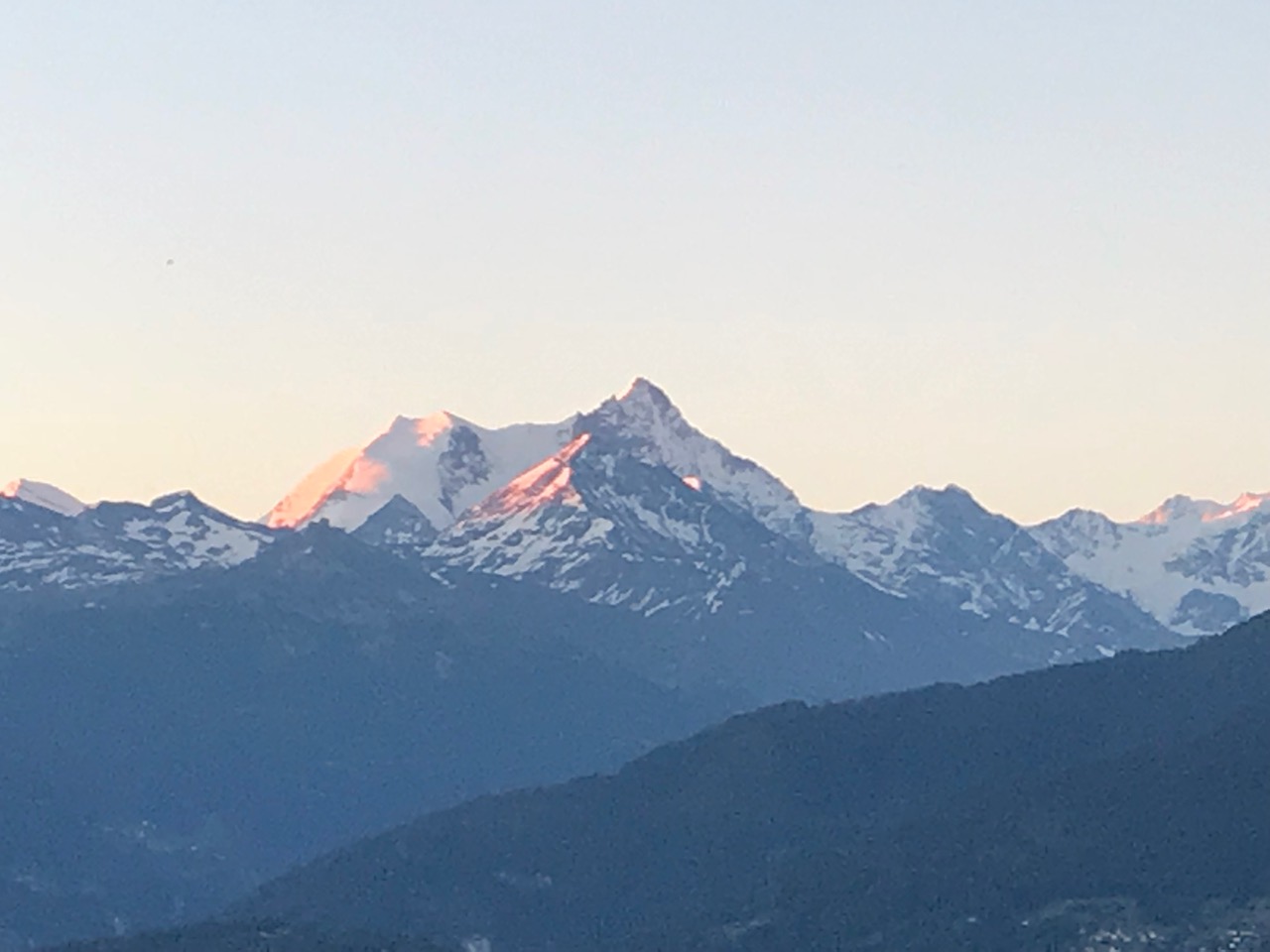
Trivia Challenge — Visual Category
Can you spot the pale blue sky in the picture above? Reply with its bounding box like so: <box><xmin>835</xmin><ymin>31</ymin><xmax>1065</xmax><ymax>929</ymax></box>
<box><xmin>0</xmin><ymin>0</ymin><xmax>1270</xmax><ymax>521</ymax></box>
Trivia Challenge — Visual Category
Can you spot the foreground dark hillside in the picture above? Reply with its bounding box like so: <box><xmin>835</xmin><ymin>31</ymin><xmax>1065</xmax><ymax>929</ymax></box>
<box><xmin>0</xmin><ymin>528</ymin><xmax>744</xmax><ymax>943</ymax></box>
<box><xmin>52</xmin><ymin>921</ymin><xmax>454</xmax><ymax>952</ymax></box>
<box><xmin>237</xmin><ymin>616</ymin><xmax>1270</xmax><ymax>952</ymax></box>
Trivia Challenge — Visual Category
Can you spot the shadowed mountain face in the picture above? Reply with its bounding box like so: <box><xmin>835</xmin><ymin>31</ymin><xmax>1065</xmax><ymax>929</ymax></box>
<box><xmin>237</xmin><ymin>617</ymin><xmax>1270</xmax><ymax>952</ymax></box>
<box><xmin>0</xmin><ymin>527</ymin><xmax>745</xmax><ymax>942</ymax></box>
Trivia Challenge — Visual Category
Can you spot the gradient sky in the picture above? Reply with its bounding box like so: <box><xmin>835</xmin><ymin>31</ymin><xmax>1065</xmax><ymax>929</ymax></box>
<box><xmin>0</xmin><ymin>0</ymin><xmax>1270</xmax><ymax>521</ymax></box>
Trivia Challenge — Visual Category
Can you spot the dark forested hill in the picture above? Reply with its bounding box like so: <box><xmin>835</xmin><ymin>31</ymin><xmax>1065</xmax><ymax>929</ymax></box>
<box><xmin>0</xmin><ymin>527</ymin><xmax>744</xmax><ymax>942</ymax></box>
<box><xmin>239</xmin><ymin>616</ymin><xmax>1270</xmax><ymax>952</ymax></box>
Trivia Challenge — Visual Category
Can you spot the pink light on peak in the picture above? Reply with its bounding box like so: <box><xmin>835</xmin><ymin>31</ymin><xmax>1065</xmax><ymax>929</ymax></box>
<box><xmin>1204</xmin><ymin>493</ymin><xmax>1270</xmax><ymax>522</ymax></box>
<box><xmin>264</xmin><ymin>447</ymin><xmax>361</xmax><ymax>530</ymax></box>
<box><xmin>476</xmin><ymin>432</ymin><xmax>590</xmax><ymax>516</ymax></box>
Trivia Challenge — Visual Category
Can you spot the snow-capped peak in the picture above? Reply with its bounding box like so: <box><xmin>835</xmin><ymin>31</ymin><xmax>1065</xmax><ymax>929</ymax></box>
<box><xmin>264</xmin><ymin>412</ymin><xmax>574</xmax><ymax>531</ymax></box>
<box><xmin>575</xmin><ymin>377</ymin><xmax>811</xmax><ymax>540</ymax></box>
<box><xmin>472</xmin><ymin>432</ymin><xmax>590</xmax><ymax>518</ymax></box>
<box><xmin>0</xmin><ymin>479</ymin><xmax>85</xmax><ymax>516</ymax></box>
<box><xmin>1137</xmin><ymin>493</ymin><xmax>1270</xmax><ymax>526</ymax></box>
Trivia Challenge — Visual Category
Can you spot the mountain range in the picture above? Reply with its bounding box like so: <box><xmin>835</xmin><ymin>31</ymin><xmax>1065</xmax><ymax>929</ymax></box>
<box><xmin>0</xmin><ymin>378</ymin><xmax>1270</xmax><ymax>660</ymax></box>
<box><xmin>0</xmin><ymin>380</ymin><xmax>1270</xmax><ymax>948</ymax></box>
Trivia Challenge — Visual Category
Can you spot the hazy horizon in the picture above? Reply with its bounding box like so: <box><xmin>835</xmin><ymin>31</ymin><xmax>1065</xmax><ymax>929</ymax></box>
<box><xmin>0</xmin><ymin>1</ymin><xmax>1270</xmax><ymax>523</ymax></box>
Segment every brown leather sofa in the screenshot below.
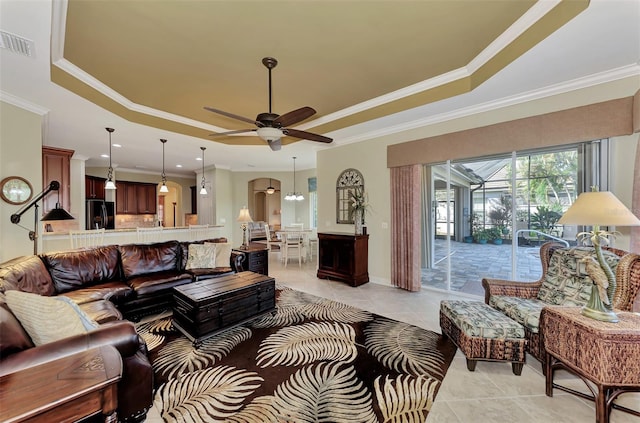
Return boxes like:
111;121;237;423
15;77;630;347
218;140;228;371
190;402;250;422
0;238;245;421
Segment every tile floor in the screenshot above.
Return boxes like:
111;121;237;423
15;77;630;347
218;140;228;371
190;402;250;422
147;253;640;423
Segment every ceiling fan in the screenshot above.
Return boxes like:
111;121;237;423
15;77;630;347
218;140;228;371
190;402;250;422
204;57;333;151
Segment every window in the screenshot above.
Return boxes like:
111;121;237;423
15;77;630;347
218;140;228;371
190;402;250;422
336;169;364;224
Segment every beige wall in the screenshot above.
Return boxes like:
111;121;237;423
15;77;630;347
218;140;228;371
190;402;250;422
317;77;639;283
0;101;42;263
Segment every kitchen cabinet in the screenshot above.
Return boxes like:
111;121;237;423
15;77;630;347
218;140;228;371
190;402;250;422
84;175;107;200
116;181;138;214
116;181;157;214
317;233;369;286
42;147;74;214
136;184;157;214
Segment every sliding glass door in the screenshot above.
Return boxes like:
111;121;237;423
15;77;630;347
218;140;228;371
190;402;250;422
422;140;607;296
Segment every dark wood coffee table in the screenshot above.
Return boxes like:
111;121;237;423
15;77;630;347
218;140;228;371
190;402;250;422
173;272;276;347
0;346;122;422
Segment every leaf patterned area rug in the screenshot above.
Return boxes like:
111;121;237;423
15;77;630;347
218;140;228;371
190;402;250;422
137;286;456;423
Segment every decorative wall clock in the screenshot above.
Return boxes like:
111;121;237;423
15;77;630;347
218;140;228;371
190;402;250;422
0;176;33;205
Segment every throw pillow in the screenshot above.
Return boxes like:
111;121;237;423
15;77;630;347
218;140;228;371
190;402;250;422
5;290;98;346
211;242;231;267
186;244;216;269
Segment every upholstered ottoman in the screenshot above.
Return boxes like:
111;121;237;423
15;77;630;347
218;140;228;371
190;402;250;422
440;300;527;375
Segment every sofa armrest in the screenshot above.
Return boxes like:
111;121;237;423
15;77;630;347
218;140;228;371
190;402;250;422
482;278;542;304
0;321;140;375
230;250;247;273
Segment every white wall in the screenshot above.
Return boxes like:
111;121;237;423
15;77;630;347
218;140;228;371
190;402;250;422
0;101;42;263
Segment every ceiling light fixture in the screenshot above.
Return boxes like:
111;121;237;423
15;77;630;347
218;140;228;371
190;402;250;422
200;147;207;195
256;126;284;142
284;157;304;201
104;128;116;189
160;139;169;192
267;178;276;195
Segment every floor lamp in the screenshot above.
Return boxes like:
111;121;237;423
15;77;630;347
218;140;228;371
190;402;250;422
11;181;74;255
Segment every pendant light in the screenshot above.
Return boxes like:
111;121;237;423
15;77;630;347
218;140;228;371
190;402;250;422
284;157;304;201
160;139;169;192
267;178;276;195
104;128;116;189
200;147;207;195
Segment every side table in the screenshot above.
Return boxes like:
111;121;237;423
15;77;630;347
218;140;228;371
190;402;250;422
0;346;122;422
540;307;640;423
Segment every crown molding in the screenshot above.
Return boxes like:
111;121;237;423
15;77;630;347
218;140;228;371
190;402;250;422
328;63;640;145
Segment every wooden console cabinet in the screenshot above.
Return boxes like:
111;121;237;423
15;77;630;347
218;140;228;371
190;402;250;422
317;233;369;286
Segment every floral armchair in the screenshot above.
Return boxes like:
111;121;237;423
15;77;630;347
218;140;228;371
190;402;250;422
482;242;640;363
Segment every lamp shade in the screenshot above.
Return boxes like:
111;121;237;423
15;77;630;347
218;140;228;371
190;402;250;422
238;207;253;223
558;191;640;226
40;203;75;221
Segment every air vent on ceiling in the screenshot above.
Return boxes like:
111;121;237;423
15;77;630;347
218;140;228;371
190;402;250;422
0;30;35;57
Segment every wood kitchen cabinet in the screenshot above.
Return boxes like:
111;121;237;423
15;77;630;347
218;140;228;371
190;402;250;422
116;181;157;214
42;147;74;214
136;184;157;214
84;175;107;200
317;233;369;286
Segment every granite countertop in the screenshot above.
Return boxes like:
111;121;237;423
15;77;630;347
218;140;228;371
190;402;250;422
39;225;224;237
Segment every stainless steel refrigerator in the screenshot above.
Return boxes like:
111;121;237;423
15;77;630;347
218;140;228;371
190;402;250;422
86;200;116;229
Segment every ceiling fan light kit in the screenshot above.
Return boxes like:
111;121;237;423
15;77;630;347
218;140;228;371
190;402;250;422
104;128;116;189
204;57;333;151
160;139;169;192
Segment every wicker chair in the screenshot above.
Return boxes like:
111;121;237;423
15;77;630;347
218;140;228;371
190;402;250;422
482;242;640;364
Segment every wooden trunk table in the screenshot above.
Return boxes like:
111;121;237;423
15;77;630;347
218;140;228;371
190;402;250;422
540;307;640;423
173;272;276;347
0;346;122;423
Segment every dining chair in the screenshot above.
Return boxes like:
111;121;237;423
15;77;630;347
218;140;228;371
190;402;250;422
264;224;282;260
280;231;304;267
136;226;164;243
189;225;212;241
69;228;104;248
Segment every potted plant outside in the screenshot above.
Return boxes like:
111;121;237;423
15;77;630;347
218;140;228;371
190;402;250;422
486;227;502;245
473;229;489;244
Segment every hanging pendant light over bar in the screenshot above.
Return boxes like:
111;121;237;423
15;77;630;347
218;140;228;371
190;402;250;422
104;128;116;189
284;157;304;201
160;139;169;192
267;178;276;195
200;147;207;195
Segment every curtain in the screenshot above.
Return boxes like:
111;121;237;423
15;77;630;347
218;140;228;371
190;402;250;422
629;146;640;254
391;165;421;291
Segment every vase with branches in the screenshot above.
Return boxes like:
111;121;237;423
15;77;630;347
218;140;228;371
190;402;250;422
349;188;370;235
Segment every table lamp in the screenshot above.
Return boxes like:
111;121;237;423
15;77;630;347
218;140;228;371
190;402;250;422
238;207;253;250
558;187;640;323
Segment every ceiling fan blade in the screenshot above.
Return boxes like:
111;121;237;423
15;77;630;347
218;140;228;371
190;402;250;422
267;138;282;151
204;106;262;126
273;106;316;127
209;129;256;137
284;129;333;144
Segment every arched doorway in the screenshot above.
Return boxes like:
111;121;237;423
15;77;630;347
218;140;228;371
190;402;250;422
247;178;281;227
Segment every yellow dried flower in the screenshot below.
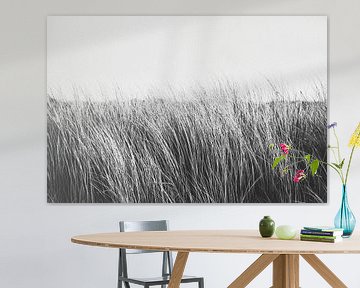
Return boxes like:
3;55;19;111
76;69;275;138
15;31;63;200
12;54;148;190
349;123;360;147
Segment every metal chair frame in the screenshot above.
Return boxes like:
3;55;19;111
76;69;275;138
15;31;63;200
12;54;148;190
118;220;204;288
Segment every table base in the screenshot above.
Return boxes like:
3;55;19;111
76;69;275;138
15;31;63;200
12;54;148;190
168;252;347;288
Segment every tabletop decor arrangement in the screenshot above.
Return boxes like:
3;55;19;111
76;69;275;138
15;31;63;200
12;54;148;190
270;122;360;237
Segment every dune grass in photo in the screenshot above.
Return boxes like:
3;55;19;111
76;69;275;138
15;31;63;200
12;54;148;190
47;84;327;203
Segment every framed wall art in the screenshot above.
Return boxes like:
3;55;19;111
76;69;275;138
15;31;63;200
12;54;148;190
47;16;327;203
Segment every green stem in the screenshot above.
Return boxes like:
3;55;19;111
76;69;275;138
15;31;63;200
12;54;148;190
344;145;356;185
333;127;341;164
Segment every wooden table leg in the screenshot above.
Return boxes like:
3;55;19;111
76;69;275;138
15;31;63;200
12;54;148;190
168;252;189;288
301;254;347;288
272;254;299;288
228;254;279;288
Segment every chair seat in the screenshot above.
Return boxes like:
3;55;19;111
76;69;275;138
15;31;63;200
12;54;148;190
119;275;202;285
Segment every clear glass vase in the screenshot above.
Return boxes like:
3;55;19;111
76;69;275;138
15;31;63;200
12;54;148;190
334;185;356;238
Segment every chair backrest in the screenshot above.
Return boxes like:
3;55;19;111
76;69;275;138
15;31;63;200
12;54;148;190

————

Rewrite the records from the line with "Segment every wood kitchen" up to and including the line with "482;242;640;364", putting "photo" wherever "screenshot" appears and leaving everything else unchanged. Give only those lines.

Worked answer:
Segment every wood kitchen cabinet in the photo above.
Return boxes like:
111;121;237;423
15;77;630;347
218;140;228;371
190;402;250;422
116;181;157;214
42;147;74;214
136;184;157;214
84;175;107;200
317;233;369;286
Segment every granite countertop in the photo above.
Return boxes like:
111;121;237;423
15;77;630;347
218;140;228;371
190;402;250;422
39;225;224;237
Segment every stainless steel refrigerator in the photo above.
Return boxes like:
111;121;237;423
15;77;630;347
218;140;228;371
190;402;250;422
86;200;116;229
Segment every ceiling fan light kit in the photo above.
Return boxes like:
111;121;237;423
15;77;630;347
218;140;228;371
190;402;250;422
104;128;116;189
204;57;333;151
160;139;169;192
Segment every wicker chair in the photo above.
Return boxes like:
111;121;237;423
15;77;630;347
218;140;228;371
190;402;250;422
482;242;640;364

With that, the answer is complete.